Direction » Can you transcribe every line exactly and leave the pictures behind?

─── Records shown ───

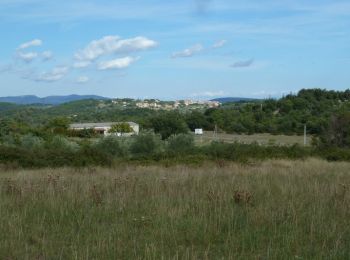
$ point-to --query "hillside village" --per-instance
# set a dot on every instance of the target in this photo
(157, 104)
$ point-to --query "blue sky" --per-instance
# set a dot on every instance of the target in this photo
(196, 49)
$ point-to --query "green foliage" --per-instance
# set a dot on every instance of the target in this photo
(31, 142)
(59, 125)
(146, 145)
(168, 124)
(338, 131)
(112, 146)
(121, 128)
(60, 143)
(180, 144)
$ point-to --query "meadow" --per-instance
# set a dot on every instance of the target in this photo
(276, 209)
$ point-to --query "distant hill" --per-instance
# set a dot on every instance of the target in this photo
(50, 100)
(234, 99)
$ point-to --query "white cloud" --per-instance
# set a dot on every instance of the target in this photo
(46, 55)
(27, 57)
(219, 44)
(113, 45)
(32, 43)
(188, 52)
(243, 64)
(120, 63)
(55, 74)
(82, 79)
(81, 64)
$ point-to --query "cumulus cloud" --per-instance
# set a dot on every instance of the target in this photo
(55, 74)
(82, 79)
(120, 63)
(209, 94)
(219, 44)
(32, 43)
(188, 52)
(113, 45)
(27, 57)
(243, 64)
(81, 64)
(46, 55)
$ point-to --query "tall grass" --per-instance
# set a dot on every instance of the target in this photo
(268, 210)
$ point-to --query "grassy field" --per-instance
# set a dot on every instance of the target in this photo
(264, 139)
(267, 210)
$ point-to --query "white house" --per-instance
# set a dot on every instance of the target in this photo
(103, 128)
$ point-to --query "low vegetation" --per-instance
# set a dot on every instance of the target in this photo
(265, 210)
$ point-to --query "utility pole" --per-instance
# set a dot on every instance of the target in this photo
(215, 132)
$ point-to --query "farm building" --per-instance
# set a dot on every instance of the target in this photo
(104, 128)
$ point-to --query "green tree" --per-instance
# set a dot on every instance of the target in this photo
(168, 124)
(121, 128)
(59, 125)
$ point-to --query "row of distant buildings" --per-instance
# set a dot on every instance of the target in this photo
(157, 104)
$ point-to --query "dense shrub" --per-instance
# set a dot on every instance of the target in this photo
(146, 146)
(112, 146)
(31, 142)
(180, 144)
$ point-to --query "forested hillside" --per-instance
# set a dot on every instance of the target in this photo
(288, 115)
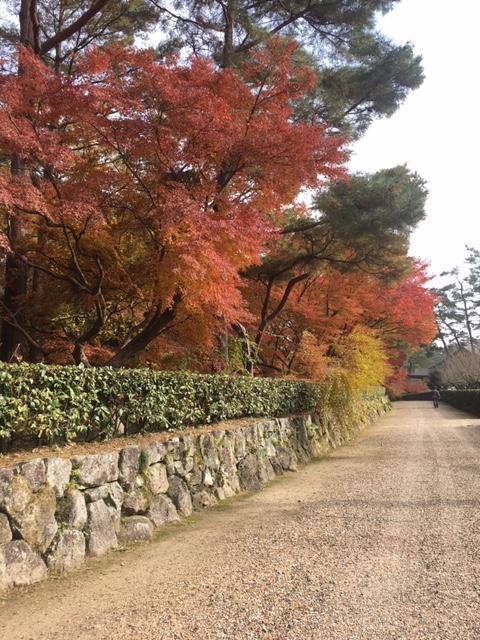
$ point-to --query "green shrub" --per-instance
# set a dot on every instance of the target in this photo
(42, 404)
(468, 400)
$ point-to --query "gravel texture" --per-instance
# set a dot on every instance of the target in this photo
(379, 541)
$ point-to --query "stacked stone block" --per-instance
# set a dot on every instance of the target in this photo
(56, 512)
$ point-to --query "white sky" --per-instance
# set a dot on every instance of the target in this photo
(436, 132)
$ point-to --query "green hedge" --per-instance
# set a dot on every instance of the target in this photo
(47, 404)
(468, 400)
(44, 404)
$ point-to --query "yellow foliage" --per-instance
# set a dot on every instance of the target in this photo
(363, 359)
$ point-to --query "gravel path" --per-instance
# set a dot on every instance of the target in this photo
(379, 541)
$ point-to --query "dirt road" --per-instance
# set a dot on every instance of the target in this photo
(379, 541)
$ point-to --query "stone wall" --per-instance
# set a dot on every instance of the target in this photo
(56, 512)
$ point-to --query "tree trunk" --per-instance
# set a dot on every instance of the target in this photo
(13, 343)
(152, 330)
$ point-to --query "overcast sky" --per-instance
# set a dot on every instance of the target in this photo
(436, 132)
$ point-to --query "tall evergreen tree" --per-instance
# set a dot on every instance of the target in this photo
(361, 75)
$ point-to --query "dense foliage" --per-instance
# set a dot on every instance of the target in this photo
(152, 201)
(45, 404)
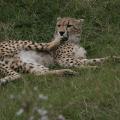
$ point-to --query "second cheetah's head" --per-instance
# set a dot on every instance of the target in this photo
(69, 28)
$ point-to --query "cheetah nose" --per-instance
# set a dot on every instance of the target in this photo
(61, 33)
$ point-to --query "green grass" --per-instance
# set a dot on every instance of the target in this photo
(93, 94)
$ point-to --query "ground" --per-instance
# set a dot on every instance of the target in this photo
(93, 94)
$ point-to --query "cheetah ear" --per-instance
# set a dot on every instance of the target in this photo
(58, 18)
(80, 20)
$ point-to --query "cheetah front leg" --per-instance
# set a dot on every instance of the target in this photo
(42, 70)
(9, 74)
(84, 63)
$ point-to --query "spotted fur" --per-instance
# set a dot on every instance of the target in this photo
(23, 56)
(71, 54)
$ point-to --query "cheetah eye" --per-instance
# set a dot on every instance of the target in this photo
(69, 26)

───

Worked solution »
$ point-to --query "hillside village" --per-instance
# set a dot on every instance of the target in this photo
(157, 104)
$ point-to --query "blue sky" --per-instance
# set a dot on every instance of the target in this photo
(196, 49)
$ point-to --query "green foliage" --per-instance
# set a dot on every instance of the target in this photo
(31, 142)
(59, 125)
(146, 145)
(168, 124)
(338, 131)
(112, 146)
(121, 128)
(60, 143)
(180, 144)
$ point-to --query "meadow" --per-instance
# set a dot on every instance of the target in this photo
(276, 209)
$ point-to --query "distant hill" --per-instance
# set a dot on every instance of the target in this photo
(50, 100)
(234, 99)
$ point-to --query "white cloud" --per-instance
# set a dot on every instance of the target in this photo
(46, 55)
(27, 57)
(219, 44)
(113, 45)
(32, 43)
(188, 52)
(243, 64)
(120, 63)
(55, 74)
(82, 79)
(81, 64)
$ point-to --query "cumulus cloud" --per-instance
# set a dot on every instance of the target in this photo
(55, 74)
(82, 79)
(120, 63)
(209, 94)
(219, 44)
(32, 43)
(188, 52)
(113, 45)
(27, 57)
(243, 64)
(81, 64)
(46, 55)
$ point-to --query "tall grass" --per-instance
# set a dot on every instance of the target in this photo
(268, 210)
$ point-to --query "grassy field" --per-instance
# set a dot on every instance of the target in this photo
(264, 139)
(267, 210)
$ point-to --query "white house" --per-instance
# set a dot on every instance of the target in this photo
(103, 128)
$ point-to --query "low vegetation" --per-instance
# set a dot on every instance of the target in this photo
(265, 210)
$ point-to --query "utility pole" --per-instance
# set a dot on every instance of the target in this photo
(215, 132)
$ point-to --query "farm building" --per-instance
# set a dot on every instance of the target in this photo
(104, 128)
$ point-to --query "green tree" --per-instance
# set a dot on every instance of the target in this photo
(168, 124)
(121, 128)
(59, 125)
$ point-to --query "row of distant buildings" --per-instance
# set a dot on every instance of the target in this photo
(157, 104)
$ point-to --query "dense shrub" --per-instance
# set a dot on every instance of the target in this photo
(146, 146)
(112, 146)
(31, 142)
(180, 144)
$ point-to --query "forested hillside" --per-instance
# set a dot on every instance of the target in this photo
(288, 115)
$ point-to --query "green shrub" --per-instance
# set a dot on every instance of the target in this photo
(42, 404)
(468, 400)
$ point-to --query "gravel texture" --per-instance
# set a dot on every instance of the target in this photo
(379, 541)
$ point-to --query "stacked stone block" --per-instance
# set a dot on every instance of the target in this photo
(56, 512)
$ point-to --query "white sky" --per-instance
# set a dot on every instance of the target in this photo
(436, 132)
$ point-to --query "green hedge" --per-instance
# set a dot on every instance of the target in this photo
(47, 404)
(468, 400)
(44, 404)
$ point-to --query "yellow foliage" --per-instance
# set a dot on every instance of the target in this photo
(363, 359)
$ point-to --query "gravel path" --per-instance
# set a dot on every instance of the target in this photo
(379, 541)
$ point-to --query "dirt road" --per-instance
# set a dot on every instance of the target in this photo
(379, 541)
$ point-to --query "stone wall" --per-instance
# set a dot on every instance of the target in this photo
(56, 512)
$ point-to --query "tree trunk" --per-instance
# set a dot on every instance of the target in this photo
(13, 343)
(152, 330)
$ point-to --query "overcast sky" --per-instance
# set a dot on every instance of the target in this photo
(436, 132)
$ point-to --query "tall evergreen tree" --per-instance
# set a dot on every instance of the target in this photo
(361, 75)
$ point-to --query "dense foliage" --per-instance
# set a dot on every instance of the target in this photo
(152, 201)
(45, 404)
$ point-to --query "second cheetah's head" --per-instance
# set a dot on every instance of the target in this photo
(69, 28)
$ point-to --query "cheetah nose" --per-instance
# set a dot on every instance of the target in this photo
(61, 33)
$ point-to --query "green grass" --per-instance
# set a dot on every instance of the target in this photo
(93, 94)
$ point-to --query "ground" --per-instance
# set a dot on every instance of the target in this photo
(93, 94)
$ point-to --query "cheetah ear" --per-instance
# set a dot on every instance of the target in this photo
(58, 18)
(80, 20)
$ point-to --query "cheetah front leg" --per-instance
# set a dot on every instance of the target in this photo
(42, 70)
(9, 74)
(84, 63)
$ point-to --query "spotted fur" --per-instance
# set a dot on every instance of the target in this photo
(23, 56)
(71, 54)
$ point-to --query "cheetah eye" --per-instance
# set a dot on every instance of the target in this photo
(69, 26)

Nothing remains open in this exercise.